» **Text section**

· · ·

# Kobo Introducing a Waterproof eReader



## Meemo (Oct 27, 2008)

$179.99
http://www.kobo.com/koboaurah2o#overview


----------



## Toby (Nov 25, 2008)

Very cool. Looks like Kobo is upping it's game.


----------



## Ann in Arlington (Oct 27, 2008)

There was a company selling a kindle that was waterproof . . . . . or you could have them do the one you have: http://waterfi.com/waterproof-kindle

Basically they fill up what would be air space inside with space age non conductive material that seals all the electronics yet still allows for heat dispersion. Magic, basically. . It cost about $100 more than a 'plain' kindle and made the device somewhat heavier.

Same thing can be done for most phones.


----------



## booklover888 (May 20, 2012)

I hope to get one for myself for Christmas.


----------



## Toby (Nov 25, 2008)

Let us know how you like the Kobo.

Ann, I remember seeing that.


----------



## MariaESchneider (Aug 1, 2009)

It definitely looks cool.  I've been following the various news and reviews about it and it's getting some pretty good marks.


----------



## The Hooded Claw (Oct 12, 2009)

I got a waterproof case for my fire HDX when it was on sale a couple of months ago. I don't use it routinely, but if I was ever going to take an ereader or tablet into a situation where water was a threat, I'll put the cover on. The HDX will give me more capabilities than an eInk device, but I haven't needed the waterproof so far, and there's an excellent chance that I never will!


----------



## altyler (Aug 12, 2014)

Ann in Arlington said:


> There was a company selling a kindle that was waterproof . . . . . or you could have them do the one you have: http://waterfi.com/waterproof-kindle
> 
> Basically they fill up what would be air space inside with space age non conductive material that seals all the electronics yet still allows for heat dispersion. Magic, basically. . It cost about $100 more than a 'plain' kindle and made the device somewhat heavier.
> 
> Same thing can be done for most phones.


Reading about this process may be the coolest thing I have learned this week. I slip my reader (and paper books) in a gallon plastic bag for reading in the tub and other risky scenarios. Having electronics, and phones especially, that are waterproof out of the box is something I hope happens in the nearer future.


----------



## MariaESchneider (Aug 1, 2009)

Here's a contest to win an H2O --

http://www.kobo.com/gone

It's a rather long drawn-out thing to find the clues if you ask me, but for those interested in playing, the prize is nice!


----------

· · ·

» **Brief 1**
Say whether each statement agrees with the Kobo forum thread, answering yes or no and quoting the deciding words: (a) The Kobo reader is priced at $179.99. (b) The Hooded Claw has needed the waterproof case for the fire HDX several times. (c) altyler puts the reader in a gallon plastic bag for reading in the tub.
The thread and the records are unrelated to each other.

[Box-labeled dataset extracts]
· · ·

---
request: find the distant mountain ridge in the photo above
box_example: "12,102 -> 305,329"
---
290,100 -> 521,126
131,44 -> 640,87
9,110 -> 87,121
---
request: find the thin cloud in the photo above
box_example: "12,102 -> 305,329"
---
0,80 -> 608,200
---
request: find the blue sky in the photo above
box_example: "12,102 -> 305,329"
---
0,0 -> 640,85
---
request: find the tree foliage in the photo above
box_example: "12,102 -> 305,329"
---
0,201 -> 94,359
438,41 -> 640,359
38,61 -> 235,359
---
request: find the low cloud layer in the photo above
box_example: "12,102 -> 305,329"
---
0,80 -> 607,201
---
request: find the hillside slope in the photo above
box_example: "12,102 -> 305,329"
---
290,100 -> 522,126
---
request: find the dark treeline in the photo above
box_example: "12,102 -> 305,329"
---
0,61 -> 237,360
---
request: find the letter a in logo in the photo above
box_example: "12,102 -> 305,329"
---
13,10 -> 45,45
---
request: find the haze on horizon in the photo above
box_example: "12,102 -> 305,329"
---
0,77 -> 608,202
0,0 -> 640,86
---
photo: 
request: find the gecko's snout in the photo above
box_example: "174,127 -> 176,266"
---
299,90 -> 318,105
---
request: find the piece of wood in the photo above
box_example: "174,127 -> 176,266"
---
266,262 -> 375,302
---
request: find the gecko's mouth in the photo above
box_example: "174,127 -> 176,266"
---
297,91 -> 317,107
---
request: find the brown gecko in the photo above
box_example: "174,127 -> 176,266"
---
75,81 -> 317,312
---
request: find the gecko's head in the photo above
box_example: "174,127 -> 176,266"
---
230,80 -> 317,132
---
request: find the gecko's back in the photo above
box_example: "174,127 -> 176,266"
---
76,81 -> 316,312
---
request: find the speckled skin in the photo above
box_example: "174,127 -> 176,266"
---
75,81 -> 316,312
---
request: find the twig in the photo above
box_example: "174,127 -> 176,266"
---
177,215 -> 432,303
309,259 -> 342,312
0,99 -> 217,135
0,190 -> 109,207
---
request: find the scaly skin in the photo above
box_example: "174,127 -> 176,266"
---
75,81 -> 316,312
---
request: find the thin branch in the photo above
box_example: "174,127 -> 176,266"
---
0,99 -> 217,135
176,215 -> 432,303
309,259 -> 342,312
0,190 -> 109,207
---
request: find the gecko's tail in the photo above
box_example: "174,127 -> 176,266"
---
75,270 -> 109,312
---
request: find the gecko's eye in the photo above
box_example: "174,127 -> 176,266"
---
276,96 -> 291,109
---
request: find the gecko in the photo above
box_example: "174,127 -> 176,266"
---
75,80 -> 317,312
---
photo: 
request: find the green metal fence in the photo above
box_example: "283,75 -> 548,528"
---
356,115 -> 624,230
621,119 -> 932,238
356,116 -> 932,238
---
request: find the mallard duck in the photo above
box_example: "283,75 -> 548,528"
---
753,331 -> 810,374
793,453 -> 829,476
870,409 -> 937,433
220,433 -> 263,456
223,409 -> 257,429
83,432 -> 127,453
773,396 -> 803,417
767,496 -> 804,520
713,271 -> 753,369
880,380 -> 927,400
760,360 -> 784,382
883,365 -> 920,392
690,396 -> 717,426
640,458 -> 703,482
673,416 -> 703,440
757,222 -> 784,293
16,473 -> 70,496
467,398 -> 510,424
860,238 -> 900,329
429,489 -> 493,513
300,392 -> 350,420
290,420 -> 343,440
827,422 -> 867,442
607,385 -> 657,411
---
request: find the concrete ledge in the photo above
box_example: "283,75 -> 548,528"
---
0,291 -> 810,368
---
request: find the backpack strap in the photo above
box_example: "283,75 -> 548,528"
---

· · ·

» **Brief 2**
Put the stretch of the records from their start through the line containing "0,61 -> 237,360" into a Markdown table with the columns Nr and Line. Give each line its own numbered row, and leave out blank lines.

» **Final answer 1**
(a) Yes: "$179.99"
(b) No: "I haven't needed the waterproof so far"
(c) Yes: "I slip my reader (and paper books) in a gallon plastic bag for reading in the tub"

» **Final answer 2**
| Nr | Line |
|---|---|
| 1 | --- |
| 2 | request: find the distant mountain ridge in the photo above |
| 3 | box_example: "12,102 -> 305,329" |
| 4 | --- |
| 5 | 290,100 -> 521,126 |
| 6 | 131,44 -> 640,87 |
| 7 | 9,110 -> 87,121 |
| 8 | --- |
| 9 | request: find the thin cloud in the photo above |
| 10 | box_example: "12,102 -> 305,329" |
| 11 | --- |
| 12 | 0,80 -> 608,200 |
| 13 | --- |
| 14 | request: find the blue sky in the photo above |
| 15 | box_example: "12,102 -> 305,329" |
| 16 | --- |
| 17 | 0,0 -> 640,85 |
| 18 | --- |
| 19 | request: find the tree foliage in the photo above |
| 20 | box_example: "12,102 -> 305,329" |
| 21 | --- |
| 22 | 0,201 -> 94,359 |
| 23 | 438,41 -> 640,359 |
| 24 | 38,61 -> 235,359 |
| 25 | --- |
| 26 | request: find the low cloud layer in the photo above |
| 27 | box_example: "12,102 -> 305,329" |
| 28 | --- |
| 29 | 0,80 -> 607,201 |
| 30 | --- |
| 31 | request: find the hillside slope in the photo above |
| 32 | box_example: "12,102 -> 305,329" |
| 33 | --- |
| 34 | 290,100 -> 522,126 |
| 35 | --- |
| 36 | request: find the dark treeline in the photo above |
| 37 | box_example: "12,102 -> 305,329" |
| 38 | --- |
| 39 | 0,61 -> 237,360 |